#### [Given exercise 1]
Reproduce verbatim the stretch of the listing from its first line through the line containing "<point>755,359</point>".

The sample was packed in ZrO2 4 mm standard MAS NMR rotor, loaded in a pyrex tube with a valve, and connected to a vacuum line. Then it was heated to 120 °C for 1 h to remove moisture and then to 300 °C for 3 h under 10−4 torr. Then, 1 torr of D2 gas (99.8%, Cambridge Isotope Laboratories, Inc.) was administered through the vacuum line. After reduction for 30 min, the sample was evacuated for 30 min to remove possible traces of water. The treatment with D2 at 300 °C was repeated four times. Then the sample was cooled to room temperature under 1 torr D2 and transferred to a glove box without exposure to air. In nitrogen, the glove box rotor was removed from the tube and sealed. To test the stability of chemisorbed deuterium, in an experiment, the sample was degassed at 100 °C for 30 min at 10−4 torr and only then sealed.

2H MAS NMR spectra were acquired on an 11.7 T Bruker Avance III NMR spectrometer with a 4 mm HX probe at a 2H frequency of 76.77 MHz at magic angle spinning speeds of 4 and 10 kHz. The samples were maintained at room temperature with sample heating due to magic angle spinning taken into account. Data were acquired using a 180°-τ−90° pulse sequence with an interpulse delay of 10 ms to reduce baseline distortions, with a 90° pulse length of 4.25 μs. 16,384–20,480 scans were collected per sample with a pulse delay of 4 s. Spectra were referenced externally to D2O at 4.7 ppm.

Spectra were modeled and fitted using the ssNake software52, and three component refinement of the experimental spectra was performed to estimate the key EFG parameters.

### Near ambient pressure X-ray photoelectron spectroscopy (NAP-XPS)

The NAP-XPS spectra were collected under UHV (base pressure of 10−9 mbar) using a SPECS electron spectrometer equipped with PHOIBOS 100 hemispherical energy analyzer and a monochromatic Al Kα X-ray source (1486.7 eV). Spectra were referenced to C1s line at 284.6 eV and fitted using Thermo Avantage software. The samples were pressed on a Cu piece and mounted on a stainless-steel flag-type holder with a K-type thermocouple allowing for in situ temperature readings. After loading the sample in XPS analysis chamber, it was heated to 300 °C and kept at that temperature for 30 min (ramp rate 10°/min). Then 1 mbar hydrogen was dosed for in situ reductions at 300 °C for 40 min. Then hydrogen was evacuated, and the sample was annealed at 300 °C in UHV for 10 min to remove chemisorbed hydrogen. Afterward, the sample was cooled to 200 °C, and initial spectra in UHV were recorded. Then the sample was exposed to 1 mbar hydrogen for 15 min at the same temperature and new spectra were measured. Additional reference spectra were recorded also at 35 °C in UHV.

#### [Given exercise 2]
Extend the methods passage on the 2H MAS NMR and NAP-XPS measurements, continuing from its final sentence.

#### [Given information]
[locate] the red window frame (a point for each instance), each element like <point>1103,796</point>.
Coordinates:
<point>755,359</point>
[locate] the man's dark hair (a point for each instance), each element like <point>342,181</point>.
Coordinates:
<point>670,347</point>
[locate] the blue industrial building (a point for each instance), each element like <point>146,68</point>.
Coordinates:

#### [Written reply 1]
[locate] the red window frame (a point for each instance), each element like <point>1103,796</point>.
Coordinates:
<point>755,359</point>

#### [Written reply 2]
### Reaction tests

Isotactic polypropylene (PP, Mw ~250,000, Mn ~67,000) was purchased from Sigma–Aldrich. An amount of freshly reduced catalyst (0.1 or 0.05 g) was mechanically mixed with 2.0 g of PP using a vortex mixer. The mixture was then transferred into a borosilicate liner of a 50 mL stainless-steel Parr reactor with a 0.7 mL stir bar. The mass ratio of polymer to catalyst was 20 or 40, corresponding to the catalyst loading of 0.1 or 0.05 g. The Parr reactor was sealed and purged six times with pure H2 at 50 bar, charged to 30 bar, and then heated to 250 °C (ramping rate 10 °C/min) using a band heater (Omega Eng.). Stirring was initiated after the temperature reached 160 ± 5 °C to first melt the polymer. The stirring speed was set at 300 rpm; additional experiments showed similar product yields and molecular weight distributions at 400 and 500 rpm but nearly no reactivity without stirring. Reactions were maintained for specified time intervals and then quickly quenched in an ice bath. For H2 pressure variation experiments, the hydrogen pressure was 20, 40, and 50 bar.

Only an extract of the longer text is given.